··· SUPPLIED INFORMATION
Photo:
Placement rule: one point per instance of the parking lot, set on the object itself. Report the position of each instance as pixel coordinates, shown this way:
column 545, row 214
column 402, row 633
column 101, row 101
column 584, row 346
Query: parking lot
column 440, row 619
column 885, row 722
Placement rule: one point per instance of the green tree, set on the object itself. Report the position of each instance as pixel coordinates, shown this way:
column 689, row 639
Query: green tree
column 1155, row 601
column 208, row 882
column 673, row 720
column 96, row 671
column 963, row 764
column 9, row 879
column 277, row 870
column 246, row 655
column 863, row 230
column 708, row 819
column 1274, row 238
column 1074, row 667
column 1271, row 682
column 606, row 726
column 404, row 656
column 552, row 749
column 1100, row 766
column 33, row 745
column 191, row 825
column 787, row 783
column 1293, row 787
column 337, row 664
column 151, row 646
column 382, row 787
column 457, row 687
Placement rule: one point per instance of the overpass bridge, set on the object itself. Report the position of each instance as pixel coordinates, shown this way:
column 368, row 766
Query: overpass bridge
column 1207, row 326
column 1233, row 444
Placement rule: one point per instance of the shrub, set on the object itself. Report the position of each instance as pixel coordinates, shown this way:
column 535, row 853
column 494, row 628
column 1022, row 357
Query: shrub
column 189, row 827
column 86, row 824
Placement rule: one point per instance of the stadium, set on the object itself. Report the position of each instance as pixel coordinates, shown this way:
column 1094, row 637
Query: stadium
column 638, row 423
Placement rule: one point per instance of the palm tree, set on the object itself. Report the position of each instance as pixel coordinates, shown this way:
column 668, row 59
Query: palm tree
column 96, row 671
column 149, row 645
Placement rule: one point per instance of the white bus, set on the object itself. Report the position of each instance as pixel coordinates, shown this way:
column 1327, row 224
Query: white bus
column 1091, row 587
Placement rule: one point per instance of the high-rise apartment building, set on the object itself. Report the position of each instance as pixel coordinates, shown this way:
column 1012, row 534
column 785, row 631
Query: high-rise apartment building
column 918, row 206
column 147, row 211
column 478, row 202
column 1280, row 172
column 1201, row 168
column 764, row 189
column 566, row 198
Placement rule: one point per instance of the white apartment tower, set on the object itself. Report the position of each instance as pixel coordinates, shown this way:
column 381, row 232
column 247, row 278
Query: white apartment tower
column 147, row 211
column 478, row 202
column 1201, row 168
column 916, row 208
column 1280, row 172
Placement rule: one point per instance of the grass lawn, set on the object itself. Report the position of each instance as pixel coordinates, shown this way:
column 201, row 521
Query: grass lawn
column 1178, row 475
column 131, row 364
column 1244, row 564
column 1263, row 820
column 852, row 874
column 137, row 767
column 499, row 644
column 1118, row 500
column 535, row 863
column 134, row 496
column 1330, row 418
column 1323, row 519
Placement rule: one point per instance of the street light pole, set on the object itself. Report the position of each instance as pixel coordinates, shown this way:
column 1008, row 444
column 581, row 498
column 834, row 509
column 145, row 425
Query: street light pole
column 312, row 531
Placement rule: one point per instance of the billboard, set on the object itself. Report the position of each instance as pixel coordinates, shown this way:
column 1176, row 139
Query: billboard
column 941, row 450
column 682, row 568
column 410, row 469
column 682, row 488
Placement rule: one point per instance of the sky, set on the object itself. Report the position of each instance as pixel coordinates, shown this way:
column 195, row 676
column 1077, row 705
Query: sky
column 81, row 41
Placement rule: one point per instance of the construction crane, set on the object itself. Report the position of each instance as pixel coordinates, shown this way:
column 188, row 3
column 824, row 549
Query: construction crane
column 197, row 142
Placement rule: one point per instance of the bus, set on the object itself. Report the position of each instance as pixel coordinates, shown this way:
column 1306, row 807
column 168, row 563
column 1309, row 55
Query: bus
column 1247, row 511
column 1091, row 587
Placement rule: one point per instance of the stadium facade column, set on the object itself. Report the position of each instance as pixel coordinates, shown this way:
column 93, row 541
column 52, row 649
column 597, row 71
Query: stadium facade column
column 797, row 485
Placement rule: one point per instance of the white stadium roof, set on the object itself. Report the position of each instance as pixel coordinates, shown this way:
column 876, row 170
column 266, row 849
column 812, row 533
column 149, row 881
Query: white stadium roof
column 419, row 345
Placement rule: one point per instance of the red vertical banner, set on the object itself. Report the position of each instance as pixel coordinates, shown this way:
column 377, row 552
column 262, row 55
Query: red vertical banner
······
AIM OF THE EXERCISE: Word for word, copy out all of the data shown above.

WRITTEN SOLUTION:
Photo:
Placement rule: one point per instance of the parking lot, set on the object itself. Report the position of each instance as pixel coordinates, shown this way:
column 545, row 214
column 402, row 633
column 101, row 101
column 584, row 346
Query: parking lot
column 440, row 619
column 885, row 722
Placement rule: one point per instance of the green tree, set on the object itself. Report the position of each instance as pixel coordinates, shown this way:
column 689, row 639
Query: green tree
column 1155, row 601
column 208, row 882
column 673, row 720
column 96, row 671
column 963, row 764
column 9, row 879
column 277, row 870
column 246, row 655
column 863, row 230
column 708, row 819
column 1274, row 238
column 1074, row 667
column 1271, row 682
column 606, row 726
column 404, row 656
column 552, row 749
column 1100, row 766
column 33, row 745
column 191, row 825
column 787, row 783
column 1293, row 787
column 337, row 664
column 151, row 646
column 382, row 787
column 457, row 687
Placement rule: one point per instance of the overpass bridge, set on the object itself. Report the position of each instance as pixel coordinates, shown this way:
column 368, row 766
Query: overpass bridge
column 1207, row 326
column 1233, row 444
Placement rule: one point per instance of the shrub, set on the object itself. Report the position of each instance as pixel coordinates, shown this way:
column 535, row 853
column 494, row 628
column 1022, row 357
Query: shrub
column 189, row 827
column 86, row 824
Placement rule: one point per instance of the stadium, set on the object itself. Report the position of each instance as pixel coordinates, shown this way:
column 1094, row 637
Query: stadium
column 638, row 423
Placement rule: one point per instance of the palm tree, set on the object itself. Report the position of each instance as pixel coordinates, shown this way:
column 668, row 59
Query: palm tree
column 96, row 671
column 149, row 645
Placement rule: one point per instance of the white bus, set on the object itself. Report the position of each instance as pixel coordinates, shown this way:
column 1327, row 224
Query: white bus
column 1091, row 587
Placement rule: one point per instance of the high-rise apartment building, set on the object itself. Report the position of each instance as pixel coordinates, shown this way:
column 1012, row 534
column 785, row 631
Query: high-rise apartment building
column 918, row 206
column 147, row 211
column 478, row 202
column 1280, row 172
column 1201, row 168
column 764, row 189
column 566, row 198
Placement rule: one point per instance of the white apartment tower, set on the object itself. Report the position of each instance as pixel coordinates, shown this way:
column 381, row 232
column 247, row 278
Query: white apartment tower
column 147, row 211
column 478, row 202
column 1201, row 168
column 916, row 208
column 1280, row 172
Placement rule: one point per instance of the grass lawn, set on the object itself. Report the position of each instance as pixel coordinates, shown this way:
column 201, row 521
Query: grass lawn
column 1178, row 475
column 131, row 364
column 1244, row 564
column 1263, row 820
column 852, row 874
column 137, row 767
column 499, row 644
column 1118, row 500
column 535, row 863
column 134, row 496
column 1330, row 418
column 1323, row 519
Placement rule: one point per instance of the street light pole, set on the object itself. Report the position of each instance as pixel coordinates, shown this way:
column 1008, row 444
column 581, row 498
column 834, row 509
column 145, row 425
Query: street light pole
column 312, row 531
Placement rule: one point per instance of the billboard, set on the object itself. Report the position of each instance as pixel coordinates, shown this way:
column 1176, row 139
Query: billboard
column 941, row 450
column 682, row 568
column 410, row 469
column 682, row 488
Placement rule: one point per instance of the sky, set on the object itself. Report the position of each instance as pixel coordinates, shown this way:
column 195, row 676
column 1077, row 705
Query: sky
column 81, row 41
Placement rule: one point per instance of the construction crane, set on the object itself. Report the position of each instance as pixel coordinates, shown this way:
column 188, row 3
column 824, row 549
Query: construction crane
column 197, row 142
Placement rule: one point per instance of the bus, set on the object itself. Report the position of each instance as pixel coordinates, shown this way:
column 1306, row 807
column 168, row 563
column 1309, row 55
Query: bus
column 1247, row 511
column 1091, row 587
Placement rule: one point per instance of the stadium facade column, set on the object itself. Report the position of each instance as pixel coordinates, shown this way:
column 93, row 541
column 52, row 649
column 597, row 71
Query: stadium facade column
column 797, row 485
Placement rule: one point per instance of the white stadium roof, set on the object itself. Report the position of each instance as pixel coordinates, shown this way:
column 876, row 170
column 266, row 849
column 812, row 533
column 149, row 881
Query: white stadium roof
column 419, row 345
Placement rule: one point per instance of the red vertical banner, set on the object itself. Report the position of each instance as pixel coordinates, shown this way:
column 377, row 552
column 262, row 55
Query: red vertical banner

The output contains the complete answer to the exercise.